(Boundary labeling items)
· · · ·

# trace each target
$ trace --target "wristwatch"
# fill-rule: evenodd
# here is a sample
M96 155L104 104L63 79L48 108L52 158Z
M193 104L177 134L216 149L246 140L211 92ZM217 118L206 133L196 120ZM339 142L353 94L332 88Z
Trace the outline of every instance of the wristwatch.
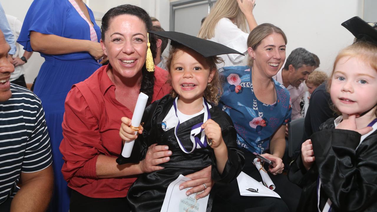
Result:
M26 59L26 58L25 57L21 57L20 59L21 59L21 60L25 62L25 63L28 62L28 60Z

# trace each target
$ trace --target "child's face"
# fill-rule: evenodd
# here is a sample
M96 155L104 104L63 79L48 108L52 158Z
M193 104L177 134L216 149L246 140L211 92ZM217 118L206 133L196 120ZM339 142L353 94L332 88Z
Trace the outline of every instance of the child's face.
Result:
M205 58L191 49L178 49L170 67L172 84L182 100L193 101L203 97L215 71L210 71Z
M339 60L331 81L331 100L342 114L360 114L377 103L377 72L357 58Z
M317 87L318 87L317 86L314 85L313 83L307 83L306 81L305 81L305 84L306 84L307 87L308 87L308 91L309 91L309 93L311 94L317 88Z

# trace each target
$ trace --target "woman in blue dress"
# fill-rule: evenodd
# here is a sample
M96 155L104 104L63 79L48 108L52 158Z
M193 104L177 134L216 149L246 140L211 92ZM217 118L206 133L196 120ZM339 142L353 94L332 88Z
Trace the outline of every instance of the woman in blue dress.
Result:
M42 101L52 150L52 211L69 209L69 192L61 174L63 161L59 151L64 102L72 85L100 66L97 60L104 55L100 38L93 12L82 0L34 0L17 40L24 49L39 52L45 59L34 91Z
M294 211L297 207L300 190L280 174L284 168L281 158L285 149L285 125L292 111L290 94L272 78L284 62L287 42L280 28L261 24L247 39L248 65L219 70L224 81L219 106L234 124L237 144L245 158L242 171L261 181L260 174L253 164L254 154L273 161L276 166L266 170L276 186L274 191L282 197L241 196L234 181L218 192L218 202L236 206L231 211ZM219 206L225 208L222 204Z

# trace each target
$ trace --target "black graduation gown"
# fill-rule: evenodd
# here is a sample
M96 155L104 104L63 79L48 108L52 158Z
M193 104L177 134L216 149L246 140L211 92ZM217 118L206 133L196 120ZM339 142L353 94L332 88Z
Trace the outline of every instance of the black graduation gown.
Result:
M143 136L135 141L131 157L120 157L118 163L135 163L144 159L148 147L153 144L167 145L173 154L169 161L160 165L164 169L139 175L127 194L127 199L133 212L158 211L162 206L169 184L179 174L185 175L200 171L212 165L212 178L216 183L230 183L237 178L244 164L244 158L238 149L236 134L230 118L217 107L210 109L211 119L221 128L223 139L228 147L228 160L222 174L216 167L213 149L209 146L186 154L180 148L174 135L175 128L164 131L161 123L173 106L174 99L167 95L148 106L144 112L142 122L144 123ZM177 135L186 149L191 150L192 143L190 138L191 127L203 121L204 114L181 123ZM207 210L210 210L211 201L208 201Z
M290 180L303 188L297 211L318 211L319 177L321 201L329 198L331 211L377 211L377 131L356 149L360 134L334 129L334 119L311 138L316 159L311 167L307 171L301 154L291 165Z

· · · ·

WHAT THE TASK REQUIRES: Update every item above, replacing "every instance" with "each instance" and keeping all else unchanged. Leave the pictures out of your answer.

EXERCISE OUTPUT:
# trace each target
$ trace --target "wristwatch"
# fill-rule: evenodd
# here is a sample
M96 155L104 104L63 79L48 108L52 158Z
M193 104L177 134L216 149L246 140L211 92ZM217 118L206 133L196 120ZM339 142L353 94L332 88Z
Trace the outline of each instance of the wristwatch.
Result:
M26 59L26 58L25 57L21 57L20 59L21 59L21 60L25 62L25 63L28 62L28 60Z

# trace each target
$ trace --target "child's face"
# fill-rule: evenodd
# here is a sample
M96 155L104 104L63 79L48 108L52 158Z
M193 104L177 134L216 149L246 140L211 92ZM217 118L206 133L196 120ZM339 142L353 94L332 88Z
Trace the outline of each instance of the child's face.
Result:
M205 58L191 49L178 49L170 67L172 84L182 100L193 101L203 97L215 71L210 71Z
M339 60L331 81L331 100L342 114L360 114L377 103L377 72L357 58Z
M317 87L318 87L317 86L314 85L313 83L307 83L306 81L305 81L305 84L306 84L307 87L308 87L308 91L309 91L309 93L311 94L317 88Z

# trace each target
$ trace --target "woman in blue dress"
# fill-rule: evenodd
# here is a sample
M96 155L104 104L63 79L48 108L52 158Z
M193 104L177 134L216 149L246 140L211 92ZM217 118L206 133L196 120ZM339 142L353 94L332 88Z
Trace the outline of each instance of the woman in blue dress.
Result:
M42 101L52 150L52 211L69 209L69 192L61 174L63 161L59 151L64 102L72 85L100 66L97 60L104 55L100 38L93 12L82 0L34 0L17 40L24 49L39 52L45 59L34 91Z
M294 211L297 207L300 190L280 174L284 168L281 158L285 149L285 125L292 111L290 94L272 78L284 62L287 42L280 28L261 24L247 39L248 65L219 70L224 81L219 106L234 124L237 144L245 158L242 171L261 181L260 174L253 164L254 154L273 161L276 166L266 170L276 186L274 191L282 197L241 196L234 181L218 192L218 202L236 206L231 211ZM219 206L225 208L222 204Z

# trace each target
$ trace --target "black graduation gown"
# fill-rule: evenodd
# here is a sample
M96 155L104 104L63 79L48 108L52 158Z
M193 104L177 134L216 149L246 140L211 92ZM217 118L206 133L196 120ZM339 142L353 94L332 88Z
Trace the outline of each instance of the black graduation gown.
Result:
M143 136L135 141L131 157L120 157L118 163L135 163L144 159L148 147L153 144L167 145L173 154L169 161L160 165L164 169L139 175L127 194L127 199L133 212L158 211L162 206L169 184L179 174L185 175L200 171L212 165L212 178L216 183L230 183L237 178L244 164L244 158L238 149L236 134L230 118L217 107L210 109L211 119L221 128L223 139L228 147L228 160L222 174L216 167L213 149L209 146L186 154L180 148L174 135L175 128L164 131L161 123L173 106L174 99L167 95L148 106L144 112L142 122L144 123ZM177 135L186 149L191 150L192 143L190 138L191 127L203 121L204 114L181 123ZM207 210L210 210L211 201L208 201Z
M290 180L303 188L297 211L318 211L319 177L321 201L329 198L331 211L377 211L377 131L356 149L360 134L334 129L334 119L311 138L316 159L311 167L307 171L301 154L291 165Z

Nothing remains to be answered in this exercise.